WRITTEN PROBLEM:
Change "small white cloud" to "small gray cloud" in the stretch from the start of the material through the line containing "479], [60, 368]]", and give those lines again with nothing else altered.
* * * *
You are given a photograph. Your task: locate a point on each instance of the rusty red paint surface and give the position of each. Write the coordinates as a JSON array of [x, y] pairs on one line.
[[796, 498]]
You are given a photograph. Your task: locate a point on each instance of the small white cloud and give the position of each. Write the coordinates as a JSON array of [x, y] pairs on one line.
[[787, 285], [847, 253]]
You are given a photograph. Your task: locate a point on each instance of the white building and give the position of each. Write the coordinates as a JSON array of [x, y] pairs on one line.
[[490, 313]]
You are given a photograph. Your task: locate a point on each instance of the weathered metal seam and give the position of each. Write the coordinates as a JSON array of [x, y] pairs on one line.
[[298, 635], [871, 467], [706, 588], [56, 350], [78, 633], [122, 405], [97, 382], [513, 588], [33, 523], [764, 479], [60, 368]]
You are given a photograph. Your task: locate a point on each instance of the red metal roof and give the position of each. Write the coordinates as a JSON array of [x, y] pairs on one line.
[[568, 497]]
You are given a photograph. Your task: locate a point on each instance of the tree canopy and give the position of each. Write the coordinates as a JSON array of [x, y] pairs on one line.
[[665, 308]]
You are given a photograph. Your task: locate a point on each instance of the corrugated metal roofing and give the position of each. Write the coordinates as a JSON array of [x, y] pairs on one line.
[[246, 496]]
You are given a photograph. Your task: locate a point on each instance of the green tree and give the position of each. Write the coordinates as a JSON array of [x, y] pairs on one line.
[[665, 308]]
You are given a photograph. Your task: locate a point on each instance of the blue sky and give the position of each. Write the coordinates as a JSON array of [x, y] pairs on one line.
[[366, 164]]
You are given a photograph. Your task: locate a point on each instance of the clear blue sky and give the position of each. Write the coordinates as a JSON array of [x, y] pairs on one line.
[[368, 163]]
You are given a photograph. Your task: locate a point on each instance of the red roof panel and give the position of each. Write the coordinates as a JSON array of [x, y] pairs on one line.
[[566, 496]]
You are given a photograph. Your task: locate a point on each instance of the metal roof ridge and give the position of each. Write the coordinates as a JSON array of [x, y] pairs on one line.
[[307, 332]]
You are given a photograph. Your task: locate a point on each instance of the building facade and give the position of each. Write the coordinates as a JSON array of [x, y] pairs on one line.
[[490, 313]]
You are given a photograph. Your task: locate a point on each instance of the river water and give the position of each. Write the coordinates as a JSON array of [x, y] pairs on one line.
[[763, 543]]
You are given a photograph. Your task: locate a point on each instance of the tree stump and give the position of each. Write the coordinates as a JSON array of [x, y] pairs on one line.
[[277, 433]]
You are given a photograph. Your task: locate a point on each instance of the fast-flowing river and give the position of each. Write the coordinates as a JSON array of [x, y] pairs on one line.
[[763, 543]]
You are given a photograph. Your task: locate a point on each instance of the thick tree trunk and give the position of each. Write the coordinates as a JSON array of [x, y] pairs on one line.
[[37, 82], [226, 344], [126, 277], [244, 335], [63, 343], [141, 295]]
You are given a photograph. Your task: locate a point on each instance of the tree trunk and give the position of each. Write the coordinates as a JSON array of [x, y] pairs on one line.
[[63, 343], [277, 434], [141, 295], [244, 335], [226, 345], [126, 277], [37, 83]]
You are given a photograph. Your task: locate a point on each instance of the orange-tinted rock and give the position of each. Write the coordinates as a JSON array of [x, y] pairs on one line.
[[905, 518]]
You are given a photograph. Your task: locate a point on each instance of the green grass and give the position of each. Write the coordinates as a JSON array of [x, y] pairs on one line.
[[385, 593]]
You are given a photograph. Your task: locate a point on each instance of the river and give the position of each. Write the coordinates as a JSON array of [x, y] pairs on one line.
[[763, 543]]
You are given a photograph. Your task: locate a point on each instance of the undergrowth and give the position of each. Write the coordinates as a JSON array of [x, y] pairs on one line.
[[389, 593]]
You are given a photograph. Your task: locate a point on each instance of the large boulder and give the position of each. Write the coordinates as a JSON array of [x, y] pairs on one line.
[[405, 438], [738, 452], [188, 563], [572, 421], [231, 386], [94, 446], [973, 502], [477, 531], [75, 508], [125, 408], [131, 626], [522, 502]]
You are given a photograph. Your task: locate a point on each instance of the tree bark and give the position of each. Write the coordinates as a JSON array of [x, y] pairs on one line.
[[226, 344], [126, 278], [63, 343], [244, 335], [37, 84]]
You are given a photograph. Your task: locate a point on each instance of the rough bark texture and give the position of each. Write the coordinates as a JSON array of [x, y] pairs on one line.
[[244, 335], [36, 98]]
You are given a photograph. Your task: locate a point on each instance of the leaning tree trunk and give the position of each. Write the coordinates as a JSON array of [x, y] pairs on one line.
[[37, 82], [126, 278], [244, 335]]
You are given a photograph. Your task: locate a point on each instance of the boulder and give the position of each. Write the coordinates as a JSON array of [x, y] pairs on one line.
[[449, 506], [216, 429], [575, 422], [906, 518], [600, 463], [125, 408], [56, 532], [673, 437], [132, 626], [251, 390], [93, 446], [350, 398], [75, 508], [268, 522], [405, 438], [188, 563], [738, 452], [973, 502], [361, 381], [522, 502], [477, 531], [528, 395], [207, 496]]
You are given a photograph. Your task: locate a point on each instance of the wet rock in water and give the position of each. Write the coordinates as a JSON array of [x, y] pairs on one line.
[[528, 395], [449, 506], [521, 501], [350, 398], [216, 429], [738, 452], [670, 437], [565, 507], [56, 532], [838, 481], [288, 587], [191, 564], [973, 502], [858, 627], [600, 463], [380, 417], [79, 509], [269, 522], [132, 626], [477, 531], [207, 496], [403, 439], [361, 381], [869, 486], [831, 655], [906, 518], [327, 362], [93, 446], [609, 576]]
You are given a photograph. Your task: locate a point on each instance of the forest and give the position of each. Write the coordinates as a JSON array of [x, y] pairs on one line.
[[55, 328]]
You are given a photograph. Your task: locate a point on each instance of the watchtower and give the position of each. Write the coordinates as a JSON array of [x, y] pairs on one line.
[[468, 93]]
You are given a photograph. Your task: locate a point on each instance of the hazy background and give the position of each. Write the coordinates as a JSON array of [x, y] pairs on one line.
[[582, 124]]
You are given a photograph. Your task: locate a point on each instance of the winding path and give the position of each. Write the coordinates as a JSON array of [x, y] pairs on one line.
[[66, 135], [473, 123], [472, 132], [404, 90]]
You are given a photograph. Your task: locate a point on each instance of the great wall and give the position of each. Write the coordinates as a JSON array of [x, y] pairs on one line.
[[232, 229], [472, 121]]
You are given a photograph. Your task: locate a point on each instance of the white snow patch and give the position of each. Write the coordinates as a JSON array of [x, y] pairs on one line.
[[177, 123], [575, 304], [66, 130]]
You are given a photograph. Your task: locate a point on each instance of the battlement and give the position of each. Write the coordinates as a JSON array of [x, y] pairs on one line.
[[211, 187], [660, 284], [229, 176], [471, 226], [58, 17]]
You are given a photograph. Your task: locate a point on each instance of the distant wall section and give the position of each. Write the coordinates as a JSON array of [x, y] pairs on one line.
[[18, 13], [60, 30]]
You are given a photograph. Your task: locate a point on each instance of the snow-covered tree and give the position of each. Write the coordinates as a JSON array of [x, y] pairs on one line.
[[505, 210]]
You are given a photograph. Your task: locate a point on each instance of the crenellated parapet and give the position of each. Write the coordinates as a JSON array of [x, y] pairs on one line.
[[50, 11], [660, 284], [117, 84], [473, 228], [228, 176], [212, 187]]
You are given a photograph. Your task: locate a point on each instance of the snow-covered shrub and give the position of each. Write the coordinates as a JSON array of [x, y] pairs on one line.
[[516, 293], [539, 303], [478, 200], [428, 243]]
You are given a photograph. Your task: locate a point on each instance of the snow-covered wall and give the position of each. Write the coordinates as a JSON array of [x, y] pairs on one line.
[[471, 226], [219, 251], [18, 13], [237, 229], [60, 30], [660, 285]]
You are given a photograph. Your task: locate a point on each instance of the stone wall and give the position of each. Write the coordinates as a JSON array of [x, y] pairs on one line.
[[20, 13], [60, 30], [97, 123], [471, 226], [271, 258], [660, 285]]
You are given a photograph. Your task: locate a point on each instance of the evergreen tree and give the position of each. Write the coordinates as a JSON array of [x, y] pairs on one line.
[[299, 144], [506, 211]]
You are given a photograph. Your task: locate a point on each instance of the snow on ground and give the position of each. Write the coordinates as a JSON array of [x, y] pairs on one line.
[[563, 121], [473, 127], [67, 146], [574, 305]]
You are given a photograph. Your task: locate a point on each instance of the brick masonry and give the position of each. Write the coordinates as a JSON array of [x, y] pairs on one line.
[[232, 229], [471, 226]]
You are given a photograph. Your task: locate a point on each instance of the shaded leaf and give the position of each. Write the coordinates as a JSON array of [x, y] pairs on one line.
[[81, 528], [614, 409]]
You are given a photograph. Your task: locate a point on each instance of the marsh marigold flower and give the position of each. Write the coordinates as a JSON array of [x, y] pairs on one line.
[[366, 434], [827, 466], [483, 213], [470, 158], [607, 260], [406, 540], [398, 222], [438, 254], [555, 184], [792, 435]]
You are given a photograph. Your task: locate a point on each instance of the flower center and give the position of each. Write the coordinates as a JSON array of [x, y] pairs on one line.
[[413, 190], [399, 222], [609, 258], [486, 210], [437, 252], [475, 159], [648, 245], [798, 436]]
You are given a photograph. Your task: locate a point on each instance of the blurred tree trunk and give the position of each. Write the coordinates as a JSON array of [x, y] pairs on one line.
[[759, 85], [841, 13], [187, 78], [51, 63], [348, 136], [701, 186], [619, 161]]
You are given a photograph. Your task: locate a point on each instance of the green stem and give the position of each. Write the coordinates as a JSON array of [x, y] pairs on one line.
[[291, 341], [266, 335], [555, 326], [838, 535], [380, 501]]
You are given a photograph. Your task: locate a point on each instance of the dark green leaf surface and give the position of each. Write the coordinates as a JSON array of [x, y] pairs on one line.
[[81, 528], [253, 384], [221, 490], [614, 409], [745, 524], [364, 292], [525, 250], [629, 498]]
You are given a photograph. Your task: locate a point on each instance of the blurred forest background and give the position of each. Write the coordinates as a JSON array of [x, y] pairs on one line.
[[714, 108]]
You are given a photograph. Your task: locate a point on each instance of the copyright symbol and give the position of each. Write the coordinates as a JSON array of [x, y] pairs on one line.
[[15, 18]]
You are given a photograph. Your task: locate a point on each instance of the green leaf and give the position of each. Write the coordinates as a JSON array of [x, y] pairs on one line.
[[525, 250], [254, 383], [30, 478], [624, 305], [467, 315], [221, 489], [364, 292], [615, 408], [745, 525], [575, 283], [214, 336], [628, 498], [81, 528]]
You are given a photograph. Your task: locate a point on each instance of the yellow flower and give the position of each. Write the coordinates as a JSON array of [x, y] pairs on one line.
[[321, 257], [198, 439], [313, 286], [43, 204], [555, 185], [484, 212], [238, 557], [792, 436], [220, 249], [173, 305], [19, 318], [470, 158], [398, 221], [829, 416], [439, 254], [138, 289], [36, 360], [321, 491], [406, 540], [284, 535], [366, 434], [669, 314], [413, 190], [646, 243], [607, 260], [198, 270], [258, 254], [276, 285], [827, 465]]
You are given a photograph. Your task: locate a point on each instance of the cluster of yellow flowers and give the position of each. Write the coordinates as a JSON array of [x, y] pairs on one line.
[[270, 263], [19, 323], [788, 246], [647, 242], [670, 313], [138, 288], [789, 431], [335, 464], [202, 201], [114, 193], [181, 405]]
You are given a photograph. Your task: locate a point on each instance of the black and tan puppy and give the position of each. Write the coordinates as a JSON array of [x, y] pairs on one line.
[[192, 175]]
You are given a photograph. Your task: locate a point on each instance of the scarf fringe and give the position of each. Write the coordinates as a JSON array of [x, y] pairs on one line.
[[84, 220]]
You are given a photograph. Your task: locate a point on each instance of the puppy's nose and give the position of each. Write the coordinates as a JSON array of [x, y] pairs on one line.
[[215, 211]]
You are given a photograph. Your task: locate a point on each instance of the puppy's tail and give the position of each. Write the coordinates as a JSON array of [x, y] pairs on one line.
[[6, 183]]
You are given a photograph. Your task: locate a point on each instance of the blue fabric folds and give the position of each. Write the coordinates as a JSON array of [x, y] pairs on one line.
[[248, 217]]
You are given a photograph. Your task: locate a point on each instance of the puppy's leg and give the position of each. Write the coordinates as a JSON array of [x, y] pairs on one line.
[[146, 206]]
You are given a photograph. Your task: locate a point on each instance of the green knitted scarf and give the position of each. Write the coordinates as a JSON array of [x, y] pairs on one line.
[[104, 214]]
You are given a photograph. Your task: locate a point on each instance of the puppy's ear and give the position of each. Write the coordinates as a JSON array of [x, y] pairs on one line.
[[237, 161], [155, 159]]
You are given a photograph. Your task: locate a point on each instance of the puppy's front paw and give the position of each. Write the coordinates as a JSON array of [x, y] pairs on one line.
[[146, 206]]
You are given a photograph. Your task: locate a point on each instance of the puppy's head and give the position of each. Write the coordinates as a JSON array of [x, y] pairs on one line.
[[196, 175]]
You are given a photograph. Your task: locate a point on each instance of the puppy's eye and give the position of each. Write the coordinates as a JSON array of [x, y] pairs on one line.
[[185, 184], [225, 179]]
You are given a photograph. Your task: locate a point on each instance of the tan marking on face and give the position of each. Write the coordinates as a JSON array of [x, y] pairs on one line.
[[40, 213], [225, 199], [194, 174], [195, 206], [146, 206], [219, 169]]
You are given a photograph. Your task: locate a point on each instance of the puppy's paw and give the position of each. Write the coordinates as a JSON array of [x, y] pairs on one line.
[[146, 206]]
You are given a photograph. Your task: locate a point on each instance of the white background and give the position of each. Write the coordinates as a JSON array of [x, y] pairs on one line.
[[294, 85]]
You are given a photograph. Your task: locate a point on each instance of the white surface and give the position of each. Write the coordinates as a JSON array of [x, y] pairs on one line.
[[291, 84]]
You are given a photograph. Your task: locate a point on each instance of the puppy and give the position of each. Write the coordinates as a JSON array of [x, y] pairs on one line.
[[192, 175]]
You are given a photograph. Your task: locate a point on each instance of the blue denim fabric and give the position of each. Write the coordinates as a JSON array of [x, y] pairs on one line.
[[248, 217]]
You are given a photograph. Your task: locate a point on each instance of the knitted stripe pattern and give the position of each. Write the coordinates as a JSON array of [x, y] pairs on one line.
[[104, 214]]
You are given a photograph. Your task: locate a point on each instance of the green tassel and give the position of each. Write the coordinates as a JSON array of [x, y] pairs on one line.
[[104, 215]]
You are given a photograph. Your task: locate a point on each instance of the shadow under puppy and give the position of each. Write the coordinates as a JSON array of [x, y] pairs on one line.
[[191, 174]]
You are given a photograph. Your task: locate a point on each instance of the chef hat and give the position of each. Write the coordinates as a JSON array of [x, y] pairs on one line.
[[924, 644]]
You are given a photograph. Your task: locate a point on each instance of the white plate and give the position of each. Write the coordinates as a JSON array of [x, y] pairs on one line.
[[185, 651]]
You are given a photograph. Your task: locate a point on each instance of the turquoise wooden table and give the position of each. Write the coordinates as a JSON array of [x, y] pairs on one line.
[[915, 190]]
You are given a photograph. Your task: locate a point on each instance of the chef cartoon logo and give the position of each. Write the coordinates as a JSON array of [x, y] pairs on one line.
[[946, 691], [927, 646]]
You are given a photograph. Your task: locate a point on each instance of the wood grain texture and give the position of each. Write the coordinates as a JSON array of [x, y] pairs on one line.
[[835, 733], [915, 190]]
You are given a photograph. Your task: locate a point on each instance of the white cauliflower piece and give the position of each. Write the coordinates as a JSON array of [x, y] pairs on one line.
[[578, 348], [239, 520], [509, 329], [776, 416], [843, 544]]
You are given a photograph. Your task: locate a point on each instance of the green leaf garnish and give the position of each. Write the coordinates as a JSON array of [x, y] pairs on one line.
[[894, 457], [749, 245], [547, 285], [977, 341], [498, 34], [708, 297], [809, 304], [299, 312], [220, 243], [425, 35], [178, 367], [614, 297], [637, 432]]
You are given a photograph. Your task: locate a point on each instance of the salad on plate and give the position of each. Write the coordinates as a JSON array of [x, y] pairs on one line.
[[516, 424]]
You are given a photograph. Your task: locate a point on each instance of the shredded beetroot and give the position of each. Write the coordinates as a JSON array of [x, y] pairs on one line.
* * * *
OUTPUT FOR THIS TASK:
You are given a photograph. Your task: locate a point on each instance of the rusty red paint surface and give the position of each. Write the coordinates as a JSON array of [x, y] pairs on one line.
[[796, 498]]
You are given a photograph. Your task: locate a point on each instance of the small gray cloud and give the position of each. Write the coordinates as a JSON array of [x, y] pairs on one line.
[[787, 285], [847, 253]]
You are given a photograph. Your task: locate a point on each instance of the white building and give the position of each. Write the coordinates as a JSON array of [x, y] pairs on one line.
[[490, 313]]
You are given a photograph. Your task: locate a point on each instance of the weathered metal seam and give the position of each. Write the coordinates as a JSON array of [x, y] pairs on one line.
[[298, 635], [871, 467], [706, 588], [56, 350], [78, 633], [122, 405], [97, 382], [513, 588], [33, 523], [764, 479], [60, 368]]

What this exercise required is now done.